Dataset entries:
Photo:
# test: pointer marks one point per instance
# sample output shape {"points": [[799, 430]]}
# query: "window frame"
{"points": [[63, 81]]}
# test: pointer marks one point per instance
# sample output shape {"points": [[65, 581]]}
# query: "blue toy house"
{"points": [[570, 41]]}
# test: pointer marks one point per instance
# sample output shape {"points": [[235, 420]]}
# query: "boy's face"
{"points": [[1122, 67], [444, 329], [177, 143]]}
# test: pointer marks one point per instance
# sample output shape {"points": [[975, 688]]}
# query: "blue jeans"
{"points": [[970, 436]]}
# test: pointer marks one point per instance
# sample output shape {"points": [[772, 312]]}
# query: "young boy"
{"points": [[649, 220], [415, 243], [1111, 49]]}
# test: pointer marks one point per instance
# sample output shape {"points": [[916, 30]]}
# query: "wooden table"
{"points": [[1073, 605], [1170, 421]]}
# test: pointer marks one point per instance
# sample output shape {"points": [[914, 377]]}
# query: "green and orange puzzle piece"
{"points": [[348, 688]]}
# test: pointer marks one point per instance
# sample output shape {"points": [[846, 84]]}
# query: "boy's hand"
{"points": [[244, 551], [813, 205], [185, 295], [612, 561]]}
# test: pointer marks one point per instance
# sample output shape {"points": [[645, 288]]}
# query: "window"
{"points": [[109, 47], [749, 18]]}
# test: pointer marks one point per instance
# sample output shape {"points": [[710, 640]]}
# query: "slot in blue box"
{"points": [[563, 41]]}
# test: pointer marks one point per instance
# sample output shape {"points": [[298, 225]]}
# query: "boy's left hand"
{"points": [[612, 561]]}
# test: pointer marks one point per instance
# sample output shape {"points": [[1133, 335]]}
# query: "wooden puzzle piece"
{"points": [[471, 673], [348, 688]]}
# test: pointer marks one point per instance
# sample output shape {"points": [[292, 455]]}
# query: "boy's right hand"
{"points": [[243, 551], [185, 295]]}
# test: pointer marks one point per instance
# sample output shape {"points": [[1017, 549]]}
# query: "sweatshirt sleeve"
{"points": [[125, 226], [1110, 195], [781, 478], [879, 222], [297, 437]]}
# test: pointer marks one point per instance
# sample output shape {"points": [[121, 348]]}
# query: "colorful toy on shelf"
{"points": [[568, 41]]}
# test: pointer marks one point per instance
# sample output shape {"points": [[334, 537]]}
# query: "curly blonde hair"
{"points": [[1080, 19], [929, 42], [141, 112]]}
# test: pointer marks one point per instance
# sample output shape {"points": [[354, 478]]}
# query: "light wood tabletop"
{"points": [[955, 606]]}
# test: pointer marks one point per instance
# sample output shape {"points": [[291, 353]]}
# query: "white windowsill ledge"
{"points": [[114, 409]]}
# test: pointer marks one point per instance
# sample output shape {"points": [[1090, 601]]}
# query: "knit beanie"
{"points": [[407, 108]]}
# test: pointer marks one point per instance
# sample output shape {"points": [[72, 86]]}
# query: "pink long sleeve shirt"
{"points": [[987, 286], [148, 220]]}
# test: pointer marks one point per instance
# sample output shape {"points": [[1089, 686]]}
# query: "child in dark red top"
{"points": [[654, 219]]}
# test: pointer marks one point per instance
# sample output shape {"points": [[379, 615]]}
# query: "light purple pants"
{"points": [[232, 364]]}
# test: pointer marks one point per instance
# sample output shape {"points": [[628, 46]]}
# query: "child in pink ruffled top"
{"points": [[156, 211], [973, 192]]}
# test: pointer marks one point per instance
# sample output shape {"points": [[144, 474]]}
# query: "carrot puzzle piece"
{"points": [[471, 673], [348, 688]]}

§ THE TASK
In full and word for word, set down the records shown above.

§ EXERCISE ANSWER
Photo:
# test: pointer marks one point per instance
# sample output shape {"points": [[799, 430]]}
# query: "window frame"
{"points": [[63, 81]]}
# test: pointer marks one point per instance
# sample output shape {"points": [[65, 581]]}
# query: "blue toy house"
{"points": [[570, 41]]}
# test: pointer marks one point per instance
# sample output shape {"points": [[235, 420]]}
# query: "boy's face"
{"points": [[1122, 67], [444, 329], [177, 143]]}
# test: pointer marks one point per instance
# sample output shape {"points": [[975, 688]]}
# query: "blue jeans"
{"points": [[970, 436]]}
# test: pointer marks one point per instance
# sample output shape {"points": [[772, 312]]}
# query: "young boy"
{"points": [[649, 220], [415, 243], [1111, 49]]}
# test: pointer marks one point per instance
# sample output shape {"points": [[916, 30]]}
# query: "wooden table"
{"points": [[1073, 605], [1170, 421]]}
# test: pointer marks one point per instance
# sample output shape {"points": [[914, 377]]}
# query: "green and orange puzzle piece"
{"points": [[348, 688]]}
# test: pointer marks one point per instance
# sample output shape {"points": [[846, 84]]}
# query: "boy's hand"
{"points": [[244, 551], [813, 205], [185, 295], [612, 561]]}
# test: pointer marks one point per instance
# sample output shape {"points": [[645, 288]]}
# query: "window"
{"points": [[109, 47], [749, 18]]}
# test: pointer marks one point per instance
# sample output shape {"points": [[710, 640]]}
# query: "slot in blue box"
{"points": [[563, 41]]}
# test: pointer marks one point per instance
# sample output shape {"points": [[298, 225]]}
# query: "boy's left hand"
{"points": [[612, 561]]}
# test: pointer marks one point per instance
# sample output shape {"points": [[1133, 335]]}
# query: "wooden puzzle piece"
{"points": [[471, 673], [348, 688]]}
# test: pointer marks one point per instance
# sample output shape {"points": [[292, 455]]}
# query: "boy's right hand"
{"points": [[243, 551], [185, 295]]}
# test: pointer marks one point per instance
# sample output shape {"points": [[1017, 549]]}
# query: "sweatshirt sleeve"
{"points": [[125, 226], [1110, 195], [781, 478], [879, 222], [297, 437]]}
# test: pointer marks one point per instance
# sample output shape {"points": [[121, 348]]}
# query: "colorful toy on shelf"
{"points": [[568, 41]]}
# test: pointer marks one point per instance
# sample output shape {"points": [[334, 537]]}
# query: "curly blonde hair"
{"points": [[1080, 19], [929, 42], [141, 112]]}
# test: pointer marks one point per instance
# sample output shape {"points": [[354, 478]]}
# query: "light wood tabletop"
{"points": [[955, 606]]}
# test: pointer marks one point per instance
# sample output shape {"points": [[291, 353]]}
# query: "white windowsill ledge"
{"points": [[114, 409]]}
# test: pointer marks one point per instance
# sample output shape {"points": [[1090, 601]]}
# query: "knit beanie"
{"points": [[407, 108]]}
# test: pointer marks one point per instance
# sample output shape {"points": [[72, 86]]}
# query: "pink long sleeve shirt"
{"points": [[987, 286], [148, 220]]}
# test: pointer marks one point per instance
# sample output shape {"points": [[1089, 686]]}
# query: "child in dark red top"
{"points": [[654, 219]]}
# test: pointer marks one point per instance
# sample output shape {"points": [[379, 615]]}
# query: "light purple pants"
{"points": [[232, 364]]}
# test: pointer marks one point per instance
# sample output shape {"points": [[628, 46]]}
# query: "child in pink ruffled top"
{"points": [[156, 211], [973, 192]]}
# test: pointer marks one point per instance
# sample output shape {"points": [[144, 474]]}
# query: "carrot puzzle piece"
{"points": [[471, 673], [348, 688]]}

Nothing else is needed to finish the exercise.